** Region pointing data **
----

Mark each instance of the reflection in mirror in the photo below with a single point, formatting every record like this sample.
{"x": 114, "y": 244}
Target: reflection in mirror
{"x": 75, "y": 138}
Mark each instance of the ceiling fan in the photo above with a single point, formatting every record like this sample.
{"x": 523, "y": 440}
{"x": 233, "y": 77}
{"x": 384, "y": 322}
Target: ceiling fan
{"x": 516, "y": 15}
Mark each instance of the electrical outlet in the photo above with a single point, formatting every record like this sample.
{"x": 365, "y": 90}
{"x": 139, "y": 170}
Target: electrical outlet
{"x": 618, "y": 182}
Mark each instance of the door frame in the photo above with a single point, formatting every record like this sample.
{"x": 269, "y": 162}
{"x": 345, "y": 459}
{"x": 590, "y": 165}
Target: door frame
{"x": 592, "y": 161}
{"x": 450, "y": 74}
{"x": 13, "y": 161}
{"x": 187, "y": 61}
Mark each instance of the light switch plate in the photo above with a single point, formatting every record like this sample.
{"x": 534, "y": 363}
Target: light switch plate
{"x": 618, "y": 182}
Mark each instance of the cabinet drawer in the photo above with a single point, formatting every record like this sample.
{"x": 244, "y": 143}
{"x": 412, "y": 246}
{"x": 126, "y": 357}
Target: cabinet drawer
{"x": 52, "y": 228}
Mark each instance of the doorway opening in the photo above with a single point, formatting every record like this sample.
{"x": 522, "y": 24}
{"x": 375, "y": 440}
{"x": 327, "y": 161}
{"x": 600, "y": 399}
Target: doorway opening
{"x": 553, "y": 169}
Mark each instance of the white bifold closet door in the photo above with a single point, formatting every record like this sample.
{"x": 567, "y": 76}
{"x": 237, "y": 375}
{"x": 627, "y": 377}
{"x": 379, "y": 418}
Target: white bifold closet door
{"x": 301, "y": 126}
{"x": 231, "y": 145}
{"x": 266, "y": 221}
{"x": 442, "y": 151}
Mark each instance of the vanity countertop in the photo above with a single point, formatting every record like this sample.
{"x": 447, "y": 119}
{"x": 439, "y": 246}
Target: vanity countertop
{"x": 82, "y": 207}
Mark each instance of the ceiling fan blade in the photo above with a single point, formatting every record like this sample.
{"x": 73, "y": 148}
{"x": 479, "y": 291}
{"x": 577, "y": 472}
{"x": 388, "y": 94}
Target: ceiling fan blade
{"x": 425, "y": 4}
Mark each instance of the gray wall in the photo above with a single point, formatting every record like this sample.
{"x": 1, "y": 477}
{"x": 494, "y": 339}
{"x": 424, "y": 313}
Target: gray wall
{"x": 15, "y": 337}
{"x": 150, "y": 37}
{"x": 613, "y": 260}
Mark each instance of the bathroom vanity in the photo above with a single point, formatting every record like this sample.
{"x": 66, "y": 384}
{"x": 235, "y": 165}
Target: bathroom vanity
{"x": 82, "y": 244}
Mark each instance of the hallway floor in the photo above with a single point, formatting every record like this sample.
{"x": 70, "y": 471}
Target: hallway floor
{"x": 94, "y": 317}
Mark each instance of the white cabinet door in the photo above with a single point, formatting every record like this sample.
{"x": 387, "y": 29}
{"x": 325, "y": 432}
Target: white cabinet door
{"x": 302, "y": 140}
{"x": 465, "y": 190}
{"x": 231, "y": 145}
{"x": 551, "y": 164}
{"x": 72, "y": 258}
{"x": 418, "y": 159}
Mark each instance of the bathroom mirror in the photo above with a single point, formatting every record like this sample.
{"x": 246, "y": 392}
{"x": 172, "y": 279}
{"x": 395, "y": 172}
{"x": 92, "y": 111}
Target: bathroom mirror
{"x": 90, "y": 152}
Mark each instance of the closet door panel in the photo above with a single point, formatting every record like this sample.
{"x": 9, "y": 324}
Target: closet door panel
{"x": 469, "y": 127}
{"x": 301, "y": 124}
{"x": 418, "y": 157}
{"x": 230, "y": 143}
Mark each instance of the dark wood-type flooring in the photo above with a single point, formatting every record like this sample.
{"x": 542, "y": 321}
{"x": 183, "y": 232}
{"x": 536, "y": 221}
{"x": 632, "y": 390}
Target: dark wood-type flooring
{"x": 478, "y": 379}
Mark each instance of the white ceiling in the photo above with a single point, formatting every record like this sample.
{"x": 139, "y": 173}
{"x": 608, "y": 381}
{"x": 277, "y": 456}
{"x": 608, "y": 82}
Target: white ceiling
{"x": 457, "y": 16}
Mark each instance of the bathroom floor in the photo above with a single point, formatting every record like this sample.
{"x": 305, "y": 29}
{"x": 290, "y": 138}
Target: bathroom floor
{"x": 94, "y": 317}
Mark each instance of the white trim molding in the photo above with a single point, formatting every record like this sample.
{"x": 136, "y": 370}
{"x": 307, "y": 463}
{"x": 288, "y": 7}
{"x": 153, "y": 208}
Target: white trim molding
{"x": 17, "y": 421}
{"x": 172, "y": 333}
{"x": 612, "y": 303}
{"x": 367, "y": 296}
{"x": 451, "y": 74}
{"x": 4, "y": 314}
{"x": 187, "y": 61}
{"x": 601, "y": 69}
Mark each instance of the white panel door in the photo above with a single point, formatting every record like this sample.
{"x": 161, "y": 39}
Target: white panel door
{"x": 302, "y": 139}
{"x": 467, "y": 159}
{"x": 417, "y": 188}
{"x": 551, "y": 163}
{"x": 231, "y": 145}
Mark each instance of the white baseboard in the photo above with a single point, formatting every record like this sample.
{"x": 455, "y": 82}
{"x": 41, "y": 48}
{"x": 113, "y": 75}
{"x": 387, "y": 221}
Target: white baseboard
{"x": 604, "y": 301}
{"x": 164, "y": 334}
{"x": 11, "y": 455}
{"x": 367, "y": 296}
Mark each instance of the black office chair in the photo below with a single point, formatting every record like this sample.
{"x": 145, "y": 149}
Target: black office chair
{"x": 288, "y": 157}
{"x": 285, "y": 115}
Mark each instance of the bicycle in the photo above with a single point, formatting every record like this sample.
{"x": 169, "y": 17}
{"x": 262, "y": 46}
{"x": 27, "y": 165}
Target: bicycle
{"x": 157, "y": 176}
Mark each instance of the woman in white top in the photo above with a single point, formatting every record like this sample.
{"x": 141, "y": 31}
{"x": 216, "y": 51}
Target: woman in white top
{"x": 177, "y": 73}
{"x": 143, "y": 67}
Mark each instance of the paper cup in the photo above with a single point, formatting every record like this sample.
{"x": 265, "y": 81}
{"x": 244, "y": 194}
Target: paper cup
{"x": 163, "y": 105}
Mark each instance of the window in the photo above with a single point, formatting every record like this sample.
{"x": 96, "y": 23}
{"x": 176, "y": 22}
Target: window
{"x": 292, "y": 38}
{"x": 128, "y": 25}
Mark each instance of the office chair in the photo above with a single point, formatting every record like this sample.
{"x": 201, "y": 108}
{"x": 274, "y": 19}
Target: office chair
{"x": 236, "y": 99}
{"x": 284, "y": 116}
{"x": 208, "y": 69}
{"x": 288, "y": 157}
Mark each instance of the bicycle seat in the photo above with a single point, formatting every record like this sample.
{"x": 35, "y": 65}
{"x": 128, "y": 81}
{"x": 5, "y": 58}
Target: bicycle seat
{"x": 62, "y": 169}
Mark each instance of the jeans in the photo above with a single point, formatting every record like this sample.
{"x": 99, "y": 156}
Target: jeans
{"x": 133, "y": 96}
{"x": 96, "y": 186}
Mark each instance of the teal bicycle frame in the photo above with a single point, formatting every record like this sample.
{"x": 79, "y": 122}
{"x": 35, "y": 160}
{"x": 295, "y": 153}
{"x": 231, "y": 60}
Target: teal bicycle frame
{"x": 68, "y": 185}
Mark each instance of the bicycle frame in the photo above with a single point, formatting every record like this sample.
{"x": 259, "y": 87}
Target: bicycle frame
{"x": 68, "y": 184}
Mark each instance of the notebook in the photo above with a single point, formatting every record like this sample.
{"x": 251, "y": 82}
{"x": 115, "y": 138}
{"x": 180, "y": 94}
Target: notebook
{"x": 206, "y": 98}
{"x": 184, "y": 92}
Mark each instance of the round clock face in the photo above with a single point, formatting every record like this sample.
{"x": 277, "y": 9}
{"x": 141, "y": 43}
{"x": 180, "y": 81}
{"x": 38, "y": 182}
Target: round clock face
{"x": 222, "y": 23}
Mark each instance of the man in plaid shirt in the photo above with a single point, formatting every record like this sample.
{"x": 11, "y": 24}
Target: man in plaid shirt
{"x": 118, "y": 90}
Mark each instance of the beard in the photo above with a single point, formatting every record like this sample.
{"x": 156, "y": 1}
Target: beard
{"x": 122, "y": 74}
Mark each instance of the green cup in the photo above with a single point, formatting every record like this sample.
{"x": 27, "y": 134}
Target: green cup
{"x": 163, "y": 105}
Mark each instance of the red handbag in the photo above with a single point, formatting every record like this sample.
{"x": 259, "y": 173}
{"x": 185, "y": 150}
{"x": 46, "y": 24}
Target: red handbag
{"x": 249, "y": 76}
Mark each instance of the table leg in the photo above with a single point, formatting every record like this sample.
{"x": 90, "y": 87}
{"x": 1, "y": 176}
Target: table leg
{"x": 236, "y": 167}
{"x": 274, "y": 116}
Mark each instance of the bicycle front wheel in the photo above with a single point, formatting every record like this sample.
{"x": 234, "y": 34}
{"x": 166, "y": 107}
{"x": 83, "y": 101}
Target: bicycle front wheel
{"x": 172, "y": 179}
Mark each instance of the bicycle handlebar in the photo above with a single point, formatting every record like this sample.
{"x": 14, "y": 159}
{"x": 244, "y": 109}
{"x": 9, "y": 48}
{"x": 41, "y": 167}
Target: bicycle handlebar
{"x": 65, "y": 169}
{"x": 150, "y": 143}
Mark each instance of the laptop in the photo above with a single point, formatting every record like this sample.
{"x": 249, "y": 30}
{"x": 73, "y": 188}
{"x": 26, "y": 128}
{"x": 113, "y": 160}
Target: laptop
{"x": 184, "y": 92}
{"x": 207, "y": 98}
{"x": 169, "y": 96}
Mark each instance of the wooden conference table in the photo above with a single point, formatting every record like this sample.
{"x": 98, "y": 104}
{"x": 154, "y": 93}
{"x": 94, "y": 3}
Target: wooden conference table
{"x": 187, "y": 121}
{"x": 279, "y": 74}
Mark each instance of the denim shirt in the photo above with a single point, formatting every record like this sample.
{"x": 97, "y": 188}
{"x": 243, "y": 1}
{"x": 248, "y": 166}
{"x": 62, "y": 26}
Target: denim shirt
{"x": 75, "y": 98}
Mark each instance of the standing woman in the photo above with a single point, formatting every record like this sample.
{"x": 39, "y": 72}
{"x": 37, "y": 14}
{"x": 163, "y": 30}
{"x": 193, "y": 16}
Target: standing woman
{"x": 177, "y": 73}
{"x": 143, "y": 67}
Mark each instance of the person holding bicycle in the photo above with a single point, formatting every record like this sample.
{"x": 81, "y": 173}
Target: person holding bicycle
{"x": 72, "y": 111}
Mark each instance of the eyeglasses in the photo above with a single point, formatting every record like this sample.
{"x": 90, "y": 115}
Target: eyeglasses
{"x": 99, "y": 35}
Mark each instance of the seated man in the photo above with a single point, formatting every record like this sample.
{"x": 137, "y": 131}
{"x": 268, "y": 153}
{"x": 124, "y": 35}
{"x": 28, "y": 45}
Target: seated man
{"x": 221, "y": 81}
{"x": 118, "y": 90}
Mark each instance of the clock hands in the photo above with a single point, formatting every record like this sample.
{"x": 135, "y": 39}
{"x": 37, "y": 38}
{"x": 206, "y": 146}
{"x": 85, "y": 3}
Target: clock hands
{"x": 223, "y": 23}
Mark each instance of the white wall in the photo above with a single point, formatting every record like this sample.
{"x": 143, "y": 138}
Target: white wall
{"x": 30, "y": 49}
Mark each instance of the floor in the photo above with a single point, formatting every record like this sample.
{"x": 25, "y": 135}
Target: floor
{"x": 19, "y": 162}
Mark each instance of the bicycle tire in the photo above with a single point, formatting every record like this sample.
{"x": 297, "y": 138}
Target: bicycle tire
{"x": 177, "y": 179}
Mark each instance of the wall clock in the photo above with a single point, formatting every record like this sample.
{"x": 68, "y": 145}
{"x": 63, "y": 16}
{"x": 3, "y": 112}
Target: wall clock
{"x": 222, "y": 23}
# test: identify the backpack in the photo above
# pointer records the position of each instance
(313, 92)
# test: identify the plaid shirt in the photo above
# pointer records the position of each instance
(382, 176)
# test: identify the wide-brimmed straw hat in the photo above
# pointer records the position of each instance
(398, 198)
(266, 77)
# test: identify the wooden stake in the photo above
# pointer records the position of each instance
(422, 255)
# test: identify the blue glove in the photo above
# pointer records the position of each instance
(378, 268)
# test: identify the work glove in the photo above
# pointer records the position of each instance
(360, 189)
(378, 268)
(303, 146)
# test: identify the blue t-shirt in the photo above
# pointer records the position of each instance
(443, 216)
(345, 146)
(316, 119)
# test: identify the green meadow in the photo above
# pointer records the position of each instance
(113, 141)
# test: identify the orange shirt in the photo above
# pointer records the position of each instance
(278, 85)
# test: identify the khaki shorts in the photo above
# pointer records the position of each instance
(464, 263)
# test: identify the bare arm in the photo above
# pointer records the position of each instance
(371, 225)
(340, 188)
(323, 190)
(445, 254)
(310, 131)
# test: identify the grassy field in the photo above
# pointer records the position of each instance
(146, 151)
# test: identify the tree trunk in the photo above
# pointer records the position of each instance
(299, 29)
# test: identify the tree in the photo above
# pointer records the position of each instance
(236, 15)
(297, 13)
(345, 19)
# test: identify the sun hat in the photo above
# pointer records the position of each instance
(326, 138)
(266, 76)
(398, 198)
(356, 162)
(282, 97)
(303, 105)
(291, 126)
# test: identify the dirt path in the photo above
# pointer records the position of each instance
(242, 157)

----

** DIRECTIONS **
Print, without alteration, only the lines above between the one holding "Target: white cabinet door" and the one holding "Mark each instance of the closet", inclusive.

** ANSWER AREA **
Target: white cabinet door
{"x": 302, "y": 140}
{"x": 465, "y": 190}
{"x": 231, "y": 145}
{"x": 551, "y": 164}
{"x": 72, "y": 258}
{"x": 418, "y": 159}
Mark each instance of the bathroom mirror in the photo above with a single point, formatting every record like this sample.
{"x": 246, "y": 392}
{"x": 172, "y": 279}
{"x": 395, "y": 172}
{"x": 92, "y": 111}
Target: bathroom mirror
{"x": 90, "y": 152}
Mark each instance of the closet door panel in the photo above with a single point, formatting every record like this sample.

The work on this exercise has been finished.